◆ PAGE EXCERPT ◆
His Honour did not accept the further submission made by the Chief Commissioner that where, by agreement, an obligation to pay interest was converted into an obligation to pay an additional advance, the amount secured would include that additional advance. His Honour noted that the Chief Commissioner had accepted that, where a mortgage secures a principal sum and the mortgage provides that the security extends to interest payable whether or not paid, the amount secured is only the principal sum and does not extend to the interest, citing Prudential Mutual Assurance Investment and Loan Association v Curzon (1852) 8 Exch 97 at 105, 107; 155 ER 1275 at 1278, 1279 and Bank of New South Wales v Brown [1983] HCA 1; (1983) 151 CLR 514 ([69]; [71]). His Honour held (at [72]) that capitalised interest was not an advance for mortgage duty purposes.
Appeal/Cross-Appeal
The issues in this appeal and cross-appeal, in essence, are thus:
(i) whether the extension of the Termination Date effected by the respective variation deeds entered into after July 2009 constituted an "advance" in the sense of a "forbearance to require payment on any account whatever" falling within s 206(a)(iii) of the Duties Act (grounds 1 - 3 and 5(a)-(b) of the notice of appeal);
(ii) whether there was in any event an obligation to upstamp the charge under s 208(2) of the Duties Act (grounds 4 and 5(c) of the notice of appeal); and
(iii) if the Bondi entities fail on their appeal, whether the amount secured by the Charge, upon which duty was chargeable, included capitalised interest (grounds 1-8 of the notice of cross-appeal).
(i) Was there an "advance" by way of forbearance within the terms of s 206(a)(iii)?
For the Bondi entities, the contention that his Honour erred in holding that the post-July 2009 deeds of variation fell within s 206(a)(iii) was put in oral submissions by Mr Richmond SC on two alternative bases.
First, it was contended that, having regard to the opening words of the definition in s 206 (namely, "the provision or obtaining of funds by way of financial accommodation"), in order for there to be an "advance" or "further advance" for the purposes of s 208 there must be an actual "provision or obtaining of funds". Therefore, a "loan" by reason of a forbearance under s 206(a)(iii) will not be an "advance" on which mortgage duty is payable under s 208 unless the forbearance is the means by which there is an actual provision or obtaining of funds by way of financial accommodation.
It was conceded by Mr Richmond that a submission in those terms had not been made to the primary judge. The Chief Commissioner, however, accepts that as this is an appeal by way of rehearing this Court must address that submission even though not put before his Honour.
Second, it was contended in the alternative that even if the opening words of s 206 can encompass a constructive, rather than actual, provision or obtaining of funds, it is still necessary to give some effect to the concept introduced by the opening words and that this requires that the forbearance be one that involves the creation or substitution of a new debt (such as where there is a novation of an existing debt obligation).
Although the written submissions filed for the Bondi entities in April 2012 (and then amended in August 2013) contend that s 206(a)(iii), when referring to a "forbearance to require payment", is a reference to a transaction other than a contractually binding arrangement (Amended Submissions at [17], as clarified in the Submission in Reply at [4]), no argument was ultimately pressed on the hearing of the appeal to the effect that s 206(a)(iii) is limited to a non-contractual forbearance.

◆ PROBLEM STATEMENT ◆
Please restate the portion of the mortgage duty appeal text that opens with "Appeal/Cross-Appeal" and closes with "of s 206(a)(iii)?", swapping "notice of appeal" for "appeal notice".

Items from a dataset
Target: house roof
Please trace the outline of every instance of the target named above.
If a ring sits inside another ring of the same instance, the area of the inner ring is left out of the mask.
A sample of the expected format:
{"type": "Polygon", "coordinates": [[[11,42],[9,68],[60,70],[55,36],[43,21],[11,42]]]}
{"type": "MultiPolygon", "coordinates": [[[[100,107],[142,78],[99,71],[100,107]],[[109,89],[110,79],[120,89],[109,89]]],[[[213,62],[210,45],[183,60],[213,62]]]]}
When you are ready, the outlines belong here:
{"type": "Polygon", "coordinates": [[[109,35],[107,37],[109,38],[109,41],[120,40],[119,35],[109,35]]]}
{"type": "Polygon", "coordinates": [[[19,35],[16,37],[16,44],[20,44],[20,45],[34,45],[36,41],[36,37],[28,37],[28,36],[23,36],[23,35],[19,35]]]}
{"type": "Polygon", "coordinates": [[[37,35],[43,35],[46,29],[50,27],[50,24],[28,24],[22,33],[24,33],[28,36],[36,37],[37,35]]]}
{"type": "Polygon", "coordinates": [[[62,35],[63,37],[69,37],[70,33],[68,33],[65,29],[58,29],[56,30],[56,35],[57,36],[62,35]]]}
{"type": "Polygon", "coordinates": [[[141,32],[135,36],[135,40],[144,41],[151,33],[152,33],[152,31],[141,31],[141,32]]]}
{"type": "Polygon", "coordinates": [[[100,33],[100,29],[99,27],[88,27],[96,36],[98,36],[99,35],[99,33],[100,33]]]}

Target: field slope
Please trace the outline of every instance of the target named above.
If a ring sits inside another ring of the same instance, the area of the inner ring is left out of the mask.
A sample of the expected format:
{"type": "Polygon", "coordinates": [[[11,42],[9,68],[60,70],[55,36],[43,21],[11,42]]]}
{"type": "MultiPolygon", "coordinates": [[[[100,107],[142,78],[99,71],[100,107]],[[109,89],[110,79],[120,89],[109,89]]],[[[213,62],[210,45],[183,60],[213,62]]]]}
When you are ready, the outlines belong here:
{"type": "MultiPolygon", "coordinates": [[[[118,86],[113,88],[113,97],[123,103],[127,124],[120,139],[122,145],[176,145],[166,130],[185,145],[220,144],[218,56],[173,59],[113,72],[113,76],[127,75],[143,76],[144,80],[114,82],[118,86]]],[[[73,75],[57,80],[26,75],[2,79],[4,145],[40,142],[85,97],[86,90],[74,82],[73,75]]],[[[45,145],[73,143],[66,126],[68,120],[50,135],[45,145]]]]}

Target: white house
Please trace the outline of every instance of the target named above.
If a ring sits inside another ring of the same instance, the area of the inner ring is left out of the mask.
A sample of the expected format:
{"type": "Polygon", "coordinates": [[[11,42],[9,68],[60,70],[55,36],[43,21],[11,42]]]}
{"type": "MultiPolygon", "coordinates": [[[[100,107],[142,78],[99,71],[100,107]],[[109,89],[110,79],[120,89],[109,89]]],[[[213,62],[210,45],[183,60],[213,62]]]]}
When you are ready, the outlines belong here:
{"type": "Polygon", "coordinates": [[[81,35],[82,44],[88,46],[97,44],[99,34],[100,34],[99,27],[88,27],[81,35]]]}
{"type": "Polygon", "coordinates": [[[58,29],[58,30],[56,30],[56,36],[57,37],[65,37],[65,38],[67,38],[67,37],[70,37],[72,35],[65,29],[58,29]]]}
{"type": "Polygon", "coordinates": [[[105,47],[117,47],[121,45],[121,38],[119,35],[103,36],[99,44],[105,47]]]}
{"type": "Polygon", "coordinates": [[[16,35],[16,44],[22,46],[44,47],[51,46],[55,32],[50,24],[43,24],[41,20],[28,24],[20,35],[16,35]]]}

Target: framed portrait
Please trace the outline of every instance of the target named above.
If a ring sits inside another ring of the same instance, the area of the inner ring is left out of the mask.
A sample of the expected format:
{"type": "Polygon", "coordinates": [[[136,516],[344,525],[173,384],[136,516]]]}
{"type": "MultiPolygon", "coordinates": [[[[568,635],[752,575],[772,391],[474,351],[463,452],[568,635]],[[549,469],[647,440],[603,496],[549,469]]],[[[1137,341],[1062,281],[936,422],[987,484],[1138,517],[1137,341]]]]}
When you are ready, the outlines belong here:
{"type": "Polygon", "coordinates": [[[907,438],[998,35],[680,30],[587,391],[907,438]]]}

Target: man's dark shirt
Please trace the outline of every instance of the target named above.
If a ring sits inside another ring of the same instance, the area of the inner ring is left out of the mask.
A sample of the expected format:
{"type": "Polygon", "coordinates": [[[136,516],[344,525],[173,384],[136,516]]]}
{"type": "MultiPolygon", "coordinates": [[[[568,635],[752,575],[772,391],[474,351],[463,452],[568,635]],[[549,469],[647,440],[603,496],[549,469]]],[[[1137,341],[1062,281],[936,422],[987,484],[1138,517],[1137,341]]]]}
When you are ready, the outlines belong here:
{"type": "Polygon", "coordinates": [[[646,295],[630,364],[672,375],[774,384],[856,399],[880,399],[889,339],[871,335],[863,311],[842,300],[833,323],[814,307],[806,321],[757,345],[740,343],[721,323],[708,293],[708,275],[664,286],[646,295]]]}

◆ SOLUTION FOR THIS EXERCISE ◆
Appeal/Cross-Appeal
The issues in this appeal and cross-appeal, in essence, are thus:
(i) whether the extension of the Termination Date effected by the respective variation deeds entered into after July 2009 constituted an "advance" in the sense of a "forbearance to require payment on any account whatever" falling within s 206(a)(iii) of the Duties Act (grounds 1 - 3 and 5(a)-(b) of the appeal notice);
(ii) whether there was in any event an obligation to upstamp the charge under s 208(2) of the Duties Act (grounds 4 and 5(c) of the appeal notice); and
(iii) if the Bondi entities fail on their appeal, whether the amount secured by the Charge, upon which duty was chargeable, included capitalised interest (grounds 1-8 of the notice of cross-appeal).
(i) Was there an "advance" by way of forbearance within the terms of s 206(a)(iii)?